READING TEXT:
%%
= John Fleming (New York judge) =

American judge

John Fleming (June 1, 1842 – April 19, 1918) was an Irish-American lawyer and judge.

== Life ==
Fleming was born on June 1, 1842, in County Monaghan, Ireland, the son of William Fleming and Mary O'Neill. His parents died when he was five, after which he was raised and educated by his maternal uncle James O'Neill.

In 1856, he immigrated to America and settled in Jamaica, Queens, New York, with his four sisters. He attended public school for two years, after which he became a clerk for Watson & Mears. He briefly attended Rev. Matthew Hunting's private school. At the encouragement of Judge Armstrong, he began to study law in the office of Armstrong & Fosdick until the American Civil War interrupted his studies.

In August 1862, Fleming enlisted as a private in Company A. of the 165th New York Infantry Regiment. In September 1862, he was promoted to corporal. In November 1862, he was promoted to sergeant. In November 1863, he was promoted to first sergeant. He was honorably discharged in September 1865. He participated in movements along the James River and was in the Battles of Cedar Creek, Winchester, Plains Store, Ponchatoula, Sabine Cross Roads, Pleasant Hill, Cane River, Mausura Plains, and Port Hudson. He responded to General Banks' call for volunteers for the last assault on Port Hudson.
%%
DATA:
%%
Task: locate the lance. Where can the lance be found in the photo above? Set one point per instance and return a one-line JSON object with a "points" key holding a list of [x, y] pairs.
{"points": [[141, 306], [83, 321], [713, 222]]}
%%
INSTRUCTION 1:
Answer these questions about the John Fleming biography:
(a) Who raised and educated Fleming after his parents died?
(b) Where did he settle after immigrating to America in 1856?
(c) What rank did he reach in November 1863?
INSTRUCTION 2: Rewrite the passage of the John Fleming biography starting at "American judge" and ending at "interrupted his studies.", putting "bookkeeper" in place of "clerk".
INSTRUCTION 3: Extend the John Fleming biography, picking up after its final sentence.

REPLY 1:
(a) His maternal uncle, James O'Neill.
(b) Jamaica, Queens, New York.
(c) First sergeant.

REPLY 2:
American judge

John Fleming (June 1, 1842 – April 19, 1918) was an Irish-American lawyer and judge.

== Life ==
Fleming was born on June 1, 1842, in County Monaghan, Ireland, the son of William Fleming and Mary O'Neill. His parents died when he was five, after which he was raised and educated by his maternal uncle James O'Neill.

In 1856, he immigrated to America and settled in Jamaica, Queens, New York, with his four sisters. He attended public school for two years, after which he became a bookkeeper for Watson & Mears. He briefly attended Rev. Matthew Hunting's private school. At the encouragement of Judge Armstrong, he began to study law in the office of Armstrong & Fosdick until the American Civil War interrupted his studies.

REPLY 3:
After the war, Fleming returned to studying law with Armstrong & Fosdick and was admitted to the bar in 1866. He continued working in the same office until 1870, when he made a visit to Ireland. Upon his return, he opened his own law office and started a general law practice. He served as village trustee for six years. In 1883, after Governor Grover Cleveland removed District Attorney Benjamin W. Downing for bribery, the governor appointed him Queens County District Attorney. A few days later, the Democratic Party nominated him as their candidate for the office and he won the election against Republican William J. Youngs. As district attorney, he prosecuted a large number of murder trials. After his first term, the Democratic Party gave their nomination to Thomas F. McGowan. McGowan won the election, but a few months later it was revealed that as town supervisor he was defaulter of $40,000, and he fled. The District Attorney position now vacant, Judge Bartlett of the court of oyer and toyer appointed Fleming to handle the criminal business of the term. Governor Hill officially appointed him as District Attorney in August 1887, and he was elected to the office in 1887 and re-election in 1890. During this term, he fought against pool selling and gambling in Long Island City and had Mayor Gleason arrested for an assault. In response, Gleason used his influence to ensure Fleming's defeat in the 1893 election. He also prosecuted officers of the Western Union Telegraph Company for permitting its wires to be used for illegal enterprises. In 1896, he unsuccessfully ran as the Democratic candidate for the New York Supreme Court.

In 1898, Mayor Van Wyck appointed Fleming Justice of Special Sessions for the Second District. He served as Justice until December 31, 1915, when he retired as Justice after 17 years on the bench.

Fleming was an executive member of the Society of the 19th Army Corps as well as commander and charter member of the local Grand Army of the Republic post. He was also a founder of the Jamaica Club, a prime mover in preserving King Manor, and president of the St. Patrick's Society of Queens. He was a member of the Roman Catholic Church.

Fleming died at home from pneumonia on April 19, 1918.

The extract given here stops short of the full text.